- Selected passage -
• • • •

However, only about one in 10 California homeowners have earthquake insurance, according to the National Association of Insurance Commissioners (NAIC). There’s a couple possible reasons for this: earthquake insurance isn’t required by mortgage lenders like home insurance and in some cases flood insurance is, so homeowners don’t see it as a pressing concern. Earthquake insurance can also cost as much as $4,000 a year in certain parts of the state.
The amount you pay for earthquake insurance largely depends on your home’s location. Its build (frame or masonry), age, and your foundation-type (slab or raised) are also significant rating factors. Brick homes, for example, cost almost $2,000 more a year to insure than frame homes, according to a sample quote we obtained through the California Earthquake Authority (CEA). That’s because frame homes are more bendable and flexible when confronted with seismic activity than masonry homes.
Most California homeowners acquire earthquake insurance through the California Earthquake Authority, a publicly managed organization that sells earthquake coverage through private companies across the state. Many private companies also offer earthquake endorsements which you can add to your home insurance policy for an additional premium.
Earthquake deductibles are anywhere from 5% to 25% of your home’s insured value. You can keep your premiums down by electing for a higher-percentage deductible. The CEA also offers pretty generous discounts for homeowners who retrofit their home with earthquake protection.
As wildfires in California become bigger and more expensive to insure, some insurers have stopped writing policies or refused to renew policies for homes in wildfire-prone regions of the state. Insurers who do still write in wildfire areas may exclude wildfire damage from coverage or charge a separate wildfire deductible.
If your insurer recently cancelled your policy and you can’t find insurance on the open market, you’re eligible for a California FAIR Plan. FAIR Plan policies are generally more expensive than comparable private insurance policies and have limited coverage. To supplement your FAIR plan and make sure your home is fully protected, you’ll need a “difference in conditions” (DIC) policy. The California Department of Insurance has a list of major insurers who write DIC policies.
Don’t let the state’s perpetual drought fool you — California homes are often at risk of flood damage too. California floods have a number of causes: coastal floods, floods caused by landslides and mudslides, and fluvial floods, to name a few. And as the effects of climate change and El Niño become more common, coastal and inland flooding are only expected to worsen in the Golden State.

• • • •

- Exercises -
[1] Retype the passage on California home insurance from "If your insurer" to "the Golden State.".
[2] Answer these questions from the passage on California home insurance:
(a) According to the NAIC, about how many California homeowners have earthquake insurance?
(b) What range of a home's insured value do earthquake deductibles cover?
(c) What kind of policy is needed to supplement a FAIR Plan?

• • • •

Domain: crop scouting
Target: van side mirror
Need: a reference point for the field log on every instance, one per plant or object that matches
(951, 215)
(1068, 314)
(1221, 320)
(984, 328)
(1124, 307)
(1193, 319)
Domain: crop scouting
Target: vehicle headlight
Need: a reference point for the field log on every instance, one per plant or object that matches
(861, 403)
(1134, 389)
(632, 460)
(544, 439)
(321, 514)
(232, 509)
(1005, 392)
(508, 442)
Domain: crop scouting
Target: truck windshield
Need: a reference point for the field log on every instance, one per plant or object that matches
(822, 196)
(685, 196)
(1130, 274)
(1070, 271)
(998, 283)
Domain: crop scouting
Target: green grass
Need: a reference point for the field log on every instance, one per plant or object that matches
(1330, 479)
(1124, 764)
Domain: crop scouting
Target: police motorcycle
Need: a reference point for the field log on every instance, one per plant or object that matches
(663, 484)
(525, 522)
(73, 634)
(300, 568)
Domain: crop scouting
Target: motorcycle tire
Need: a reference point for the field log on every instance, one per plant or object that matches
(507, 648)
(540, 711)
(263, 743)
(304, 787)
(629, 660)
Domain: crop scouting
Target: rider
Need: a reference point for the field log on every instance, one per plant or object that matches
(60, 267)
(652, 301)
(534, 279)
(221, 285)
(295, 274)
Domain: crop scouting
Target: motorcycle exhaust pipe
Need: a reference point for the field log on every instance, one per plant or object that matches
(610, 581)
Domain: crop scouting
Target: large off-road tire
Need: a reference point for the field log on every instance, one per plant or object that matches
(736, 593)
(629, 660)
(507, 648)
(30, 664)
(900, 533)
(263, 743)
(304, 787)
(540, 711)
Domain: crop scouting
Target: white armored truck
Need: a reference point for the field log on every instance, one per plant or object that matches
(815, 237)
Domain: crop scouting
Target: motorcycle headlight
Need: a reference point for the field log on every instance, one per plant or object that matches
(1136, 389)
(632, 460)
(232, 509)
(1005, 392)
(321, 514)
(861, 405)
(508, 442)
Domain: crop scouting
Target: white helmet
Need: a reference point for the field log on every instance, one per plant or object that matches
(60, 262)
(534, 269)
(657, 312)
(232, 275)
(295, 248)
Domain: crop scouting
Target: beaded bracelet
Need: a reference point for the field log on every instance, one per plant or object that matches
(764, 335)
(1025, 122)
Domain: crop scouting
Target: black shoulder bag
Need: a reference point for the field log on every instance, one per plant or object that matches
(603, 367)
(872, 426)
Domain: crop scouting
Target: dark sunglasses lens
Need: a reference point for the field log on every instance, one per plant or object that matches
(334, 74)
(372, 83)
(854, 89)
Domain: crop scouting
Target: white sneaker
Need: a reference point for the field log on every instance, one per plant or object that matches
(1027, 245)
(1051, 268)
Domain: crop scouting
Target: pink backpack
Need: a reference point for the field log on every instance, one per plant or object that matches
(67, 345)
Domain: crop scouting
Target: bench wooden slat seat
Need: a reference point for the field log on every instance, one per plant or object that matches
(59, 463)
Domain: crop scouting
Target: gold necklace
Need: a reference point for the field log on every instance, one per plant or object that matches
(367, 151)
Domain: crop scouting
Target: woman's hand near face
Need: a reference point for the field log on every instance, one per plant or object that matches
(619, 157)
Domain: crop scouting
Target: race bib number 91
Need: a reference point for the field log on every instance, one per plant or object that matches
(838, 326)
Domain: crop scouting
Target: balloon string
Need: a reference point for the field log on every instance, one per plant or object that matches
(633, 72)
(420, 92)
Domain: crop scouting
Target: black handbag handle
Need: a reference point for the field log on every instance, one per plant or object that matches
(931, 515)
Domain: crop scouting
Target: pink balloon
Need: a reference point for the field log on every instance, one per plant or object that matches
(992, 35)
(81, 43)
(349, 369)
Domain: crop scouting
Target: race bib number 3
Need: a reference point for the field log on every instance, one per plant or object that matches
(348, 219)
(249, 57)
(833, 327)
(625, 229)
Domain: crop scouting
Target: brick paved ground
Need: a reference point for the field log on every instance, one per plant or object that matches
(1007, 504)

• • • •

- Answers to this exercise -
[1]
If your insurer recently cancelled your policy and you can’t find insurance on the open market, you’re eligible for a California FAIR Plan. FAIR Plan policies are generally more expensive than comparable private insurance policies and have limited coverage. To supplement your FAIR plan and make sure your home is fully protected, you’ll need a “difference in conditions” (DIC) policy. The California Department of Insurance has a list of major insurers who write DIC policies.
Don’t let the state’s perpetual drought fool you — California homes are often at risk of flood damage too. California floods have a number of causes: coastal floods, floods caused by landslides and mudslides, and fluvial floods, to name a few. And as the effects of climate change and El Niño become more common, coastal and inland flooding are only expected to worsen in the Golden State.

[2]
(a) About one in 10.
(b) From 5% to 25%.
(c) A "difference in conditions" (DIC) policy.